Set of tasks -
**A.** Answer these questions about the interview excerpt on film profit participation:
(i) What event made streaming a much more viable channel?
(ii) From what kind of deals does the speaker expect continued litigation to arise?
(iii) What does the speaker do, besides defending profit participation cases, that no one else they know also does?
**B.** Write the next part of the interview excerpt on film profit participation, picking up after its final sentence.

The second key trend is distribution. When COVID-19 struck the world, streaming became a much more viable channel, and we saw studios make quick decisions to switch distribution strategies, to which profit participants disagreed. First, I think you will start to see studios have strong language in their profit definitions that gives them sole discretion to distribute the film the best way they see fit. And at the stage of negotiation of the profit definition, expect star talent to push back hard on this type of language and even push to have some sort of control over distribution, such as requiring an initial theatrical exhibition with a minimum time, a minimum amount of screens and even minimums of the print and advertising spend. Second, I think we will see continued litigation arising from sweetheart deals in distribution agreements, with studios perhaps using a pre-negotiated formula for transactions with an affiliate. With these decisions, I think you may see profit participants allege that they made less money because of the fact that the studio did not use an external, unrelated third party. 

What makes your practice in this space unique? 

While other firms are involved in profit participation cases, I don’t know anyone else who both defends these types of cases and drafts profit definitions. Not only have I served as counsel for myriad profit participation matters, but I have also drafted profit definitions for several networks and studios as well as consulted on language changes and adding clauses and provisions for many others over the years.

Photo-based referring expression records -
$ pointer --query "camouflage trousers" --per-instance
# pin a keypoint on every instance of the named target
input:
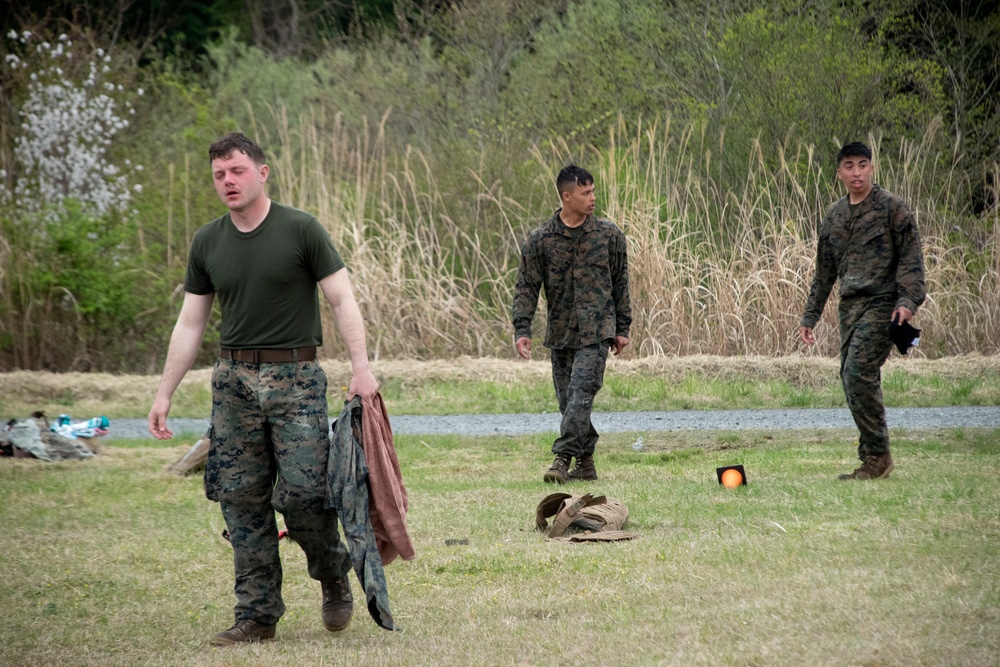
(578, 374)
(864, 347)
(269, 450)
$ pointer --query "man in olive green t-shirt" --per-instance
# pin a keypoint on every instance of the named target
(269, 429)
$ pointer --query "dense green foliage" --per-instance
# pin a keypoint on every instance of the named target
(487, 97)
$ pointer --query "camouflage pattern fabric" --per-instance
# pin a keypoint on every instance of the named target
(875, 253)
(347, 494)
(578, 374)
(269, 451)
(864, 346)
(585, 281)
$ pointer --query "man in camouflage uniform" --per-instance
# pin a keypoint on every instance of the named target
(582, 261)
(869, 240)
(269, 432)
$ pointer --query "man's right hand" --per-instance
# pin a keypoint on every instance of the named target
(807, 336)
(158, 419)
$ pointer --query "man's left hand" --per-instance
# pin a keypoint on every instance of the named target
(364, 384)
(904, 315)
(619, 344)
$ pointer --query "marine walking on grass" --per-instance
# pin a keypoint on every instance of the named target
(269, 432)
(869, 241)
(582, 263)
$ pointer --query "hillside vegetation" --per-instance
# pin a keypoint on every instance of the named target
(427, 136)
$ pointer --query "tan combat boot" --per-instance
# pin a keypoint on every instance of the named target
(244, 630)
(873, 467)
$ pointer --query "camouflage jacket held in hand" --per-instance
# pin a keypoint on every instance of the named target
(875, 253)
(585, 280)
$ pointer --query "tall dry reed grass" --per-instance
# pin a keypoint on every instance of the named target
(720, 258)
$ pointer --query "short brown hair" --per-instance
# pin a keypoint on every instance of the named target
(231, 142)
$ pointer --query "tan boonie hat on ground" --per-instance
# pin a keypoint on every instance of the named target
(582, 518)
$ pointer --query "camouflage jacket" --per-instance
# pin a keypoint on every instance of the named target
(875, 253)
(585, 280)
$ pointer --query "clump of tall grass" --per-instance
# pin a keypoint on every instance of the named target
(721, 258)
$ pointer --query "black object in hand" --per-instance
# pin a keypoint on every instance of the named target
(903, 335)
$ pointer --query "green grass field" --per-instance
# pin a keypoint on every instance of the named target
(500, 386)
(110, 561)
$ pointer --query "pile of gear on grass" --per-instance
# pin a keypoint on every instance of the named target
(65, 440)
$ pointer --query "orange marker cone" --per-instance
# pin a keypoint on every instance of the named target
(731, 476)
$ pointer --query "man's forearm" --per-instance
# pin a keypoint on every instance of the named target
(184, 343)
(351, 328)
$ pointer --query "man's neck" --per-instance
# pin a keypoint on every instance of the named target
(860, 197)
(572, 220)
(250, 218)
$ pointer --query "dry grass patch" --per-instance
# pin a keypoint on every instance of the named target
(491, 385)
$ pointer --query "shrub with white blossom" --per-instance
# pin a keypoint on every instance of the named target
(71, 113)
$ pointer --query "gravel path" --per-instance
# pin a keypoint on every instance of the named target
(612, 422)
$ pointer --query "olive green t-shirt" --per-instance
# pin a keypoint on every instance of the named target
(265, 280)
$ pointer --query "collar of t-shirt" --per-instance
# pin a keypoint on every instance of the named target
(574, 232)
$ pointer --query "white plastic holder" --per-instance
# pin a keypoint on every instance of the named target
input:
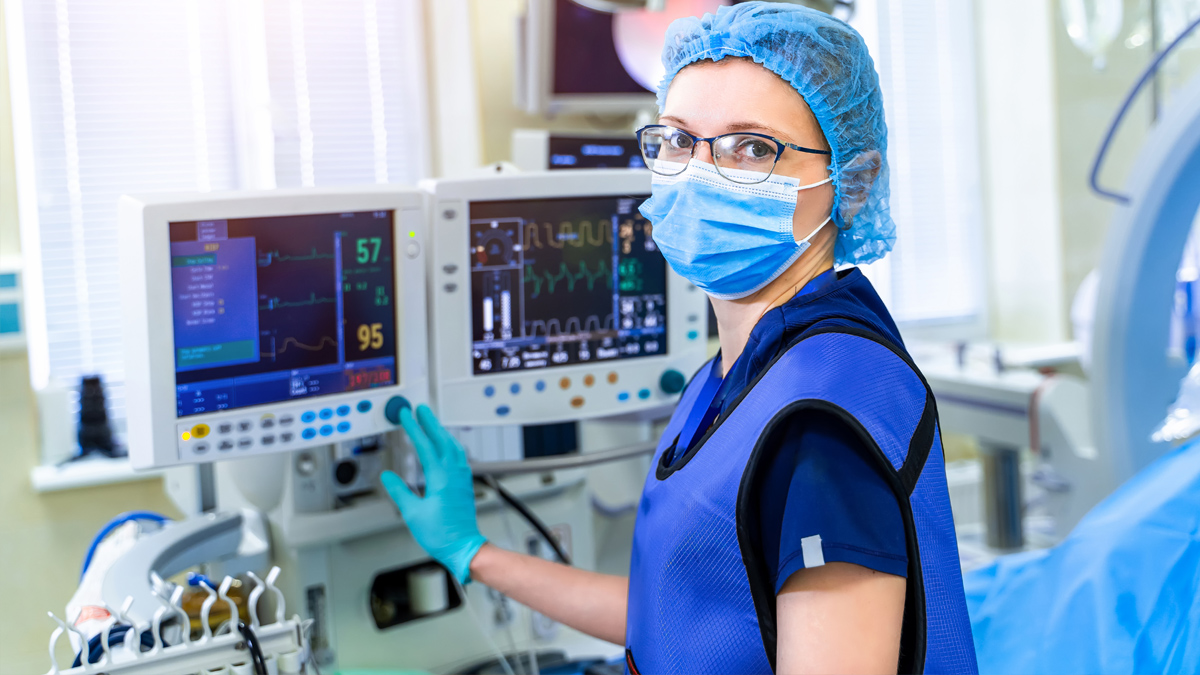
(280, 639)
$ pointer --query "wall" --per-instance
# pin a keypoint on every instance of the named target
(495, 42)
(42, 537)
(1087, 99)
(1021, 204)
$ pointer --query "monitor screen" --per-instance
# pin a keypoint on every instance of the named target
(582, 151)
(586, 59)
(564, 281)
(274, 309)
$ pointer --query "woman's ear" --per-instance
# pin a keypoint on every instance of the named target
(857, 180)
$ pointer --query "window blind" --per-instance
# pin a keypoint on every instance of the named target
(129, 96)
(924, 53)
(124, 96)
(347, 91)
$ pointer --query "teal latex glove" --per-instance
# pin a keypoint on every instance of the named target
(443, 521)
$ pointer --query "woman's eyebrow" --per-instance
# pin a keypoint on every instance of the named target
(756, 126)
(731, 127)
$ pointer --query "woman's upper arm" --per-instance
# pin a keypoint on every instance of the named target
(839, 617)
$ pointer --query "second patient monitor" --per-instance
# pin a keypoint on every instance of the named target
(550, 300)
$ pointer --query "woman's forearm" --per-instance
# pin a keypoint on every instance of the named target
(586, 601)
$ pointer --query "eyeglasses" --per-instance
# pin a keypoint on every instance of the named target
(742, 157)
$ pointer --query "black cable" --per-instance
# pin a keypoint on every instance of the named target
(519, 506)
(256, 649)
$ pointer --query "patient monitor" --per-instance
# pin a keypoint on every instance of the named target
(551, 303)
(262, 322)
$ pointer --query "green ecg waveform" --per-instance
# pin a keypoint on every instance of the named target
(552, 280)
(275, 303)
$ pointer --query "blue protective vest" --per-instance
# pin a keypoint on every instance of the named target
(700, 595)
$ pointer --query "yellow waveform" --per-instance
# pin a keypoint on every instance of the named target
(291, 341)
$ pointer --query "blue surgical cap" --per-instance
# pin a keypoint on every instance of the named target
(827, 63)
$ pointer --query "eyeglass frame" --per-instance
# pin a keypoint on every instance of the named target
(780, 145)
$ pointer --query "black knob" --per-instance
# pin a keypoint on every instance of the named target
(395, 404)
(672, 382)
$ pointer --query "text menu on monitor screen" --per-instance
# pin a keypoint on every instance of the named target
(564, 281)
(275, 309)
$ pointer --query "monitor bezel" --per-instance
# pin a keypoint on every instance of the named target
(147, 285)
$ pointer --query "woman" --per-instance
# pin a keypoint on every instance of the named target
(796, 517)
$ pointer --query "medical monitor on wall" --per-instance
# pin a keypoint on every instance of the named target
(264, 322)
(552, 303)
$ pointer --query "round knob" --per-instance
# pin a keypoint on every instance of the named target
(395, 404)
(346, 472)
(672, 382)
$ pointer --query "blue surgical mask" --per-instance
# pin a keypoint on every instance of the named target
(727, 238)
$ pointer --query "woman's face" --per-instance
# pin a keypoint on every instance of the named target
(713, 97)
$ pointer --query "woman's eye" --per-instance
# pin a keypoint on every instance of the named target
(755, 149)
(679, 141)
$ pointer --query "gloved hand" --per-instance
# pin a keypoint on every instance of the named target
(443, 521)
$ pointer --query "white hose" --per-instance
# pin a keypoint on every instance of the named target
(483, 629)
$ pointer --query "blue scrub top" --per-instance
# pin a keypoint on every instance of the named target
(820, 478)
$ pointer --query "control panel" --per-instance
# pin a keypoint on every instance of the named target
(551, 300)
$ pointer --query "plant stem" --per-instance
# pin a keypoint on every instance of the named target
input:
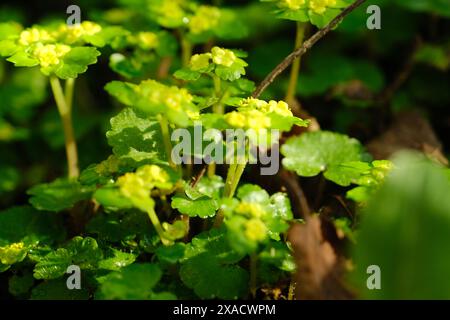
(211, 170)
(65, 112)
(68, 92)
(304, 48)
(237, 176)
(291, 292)
(159, 229)
(229, 180)
(217, 108)
(253, 274)
(166, 138)
(186, 50)
(233, 176)
(296, 64)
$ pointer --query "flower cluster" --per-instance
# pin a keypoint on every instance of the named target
(258, 114)
(224, 63)
(50, 54)
(58, 49)
(316, 6)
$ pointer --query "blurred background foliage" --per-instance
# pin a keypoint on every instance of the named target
(355, 81)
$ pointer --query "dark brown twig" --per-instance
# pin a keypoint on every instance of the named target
(302, 50)
(402, 75)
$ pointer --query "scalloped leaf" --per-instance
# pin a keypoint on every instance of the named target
(314, 152)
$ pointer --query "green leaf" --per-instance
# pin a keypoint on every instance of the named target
(13, 253)
(405, 231)
(9, 30)
(8, 48)
(57, 290)
(233, 72)
(83, 252)
(210, 279)
(9, 178)
(122, 91)
(187, 74)
(201, 207)
(53, 265)
(136, 138)
(134, 282)
(347, 173)
(314, 152)
(118, 226)
(208, 267)
(76, 61)
(116, 260)
(111, 198)
(171, 254)
(17, 224)
(58, 195)
(22, 59)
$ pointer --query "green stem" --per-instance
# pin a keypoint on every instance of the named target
(218, 106)
(211, 170)
(159, 229)
(164, 124)
(65, 112)
(253, 274)
(229, 180)
(233, 176)
(291, 292)
(296, 64)
(68, 92)
(237, 177)
(186, 51)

Response list -
**A.**
(i) COVID-19 striking the world.
(ii) Sweetheart deals in distribution agreements.
(iii) Drafts profit definitions.

**B.**
This dual perspective comes in handy because, when I work on language for a profit definition, I can use my experience in lawsuits. I can make a wish list of what I would like to see as a litigator if a profit participant ever makes a claim. This experience on both sides makes me a stronger drafter of profit definitions and a stronger defender. 

The other thing I’d note is that if you say the word “math,” I think nine out of 10 lawyers will run the other way. I happen to be one of the few who actually finds math interesting. Earlier in my career, I started out handling many accounting malpractice cases. While I don’t have a math or accounting background, I actually find that I enjoy it. For me, the challenge of arguing math concepts in front of a judge or jury piques my interest and is exciting. I really get into the details and nitty-gritty and strive to understand both the profit definition and the accounting aspects.

What makes Loeb & Loeb a leader in this space? 

We have a deep bench here at Loeb. There are several partners who handle profit participation lawsuits, and there are several others who advise on the language of profit definitions. Because of the fact that we have so many major studios and networks as clients, we frequently handle profit participation cases, so we’re always on top of the latest dispute trends in this area. I have represented profit participants when they are studios or networks. In addition, a number of our Entertainment lawyers also represent clients who are profit participants, and that experience gives our firm a unique perspective in handling cases because we have greater insight into the issues that can arise in these matters.

I am very confident and certain that if a film studio is hypothetically dealing with a unique claim in the profit participation area and shopping around for a firm with the most similar experience, we’d likely be the right firm to get the job done.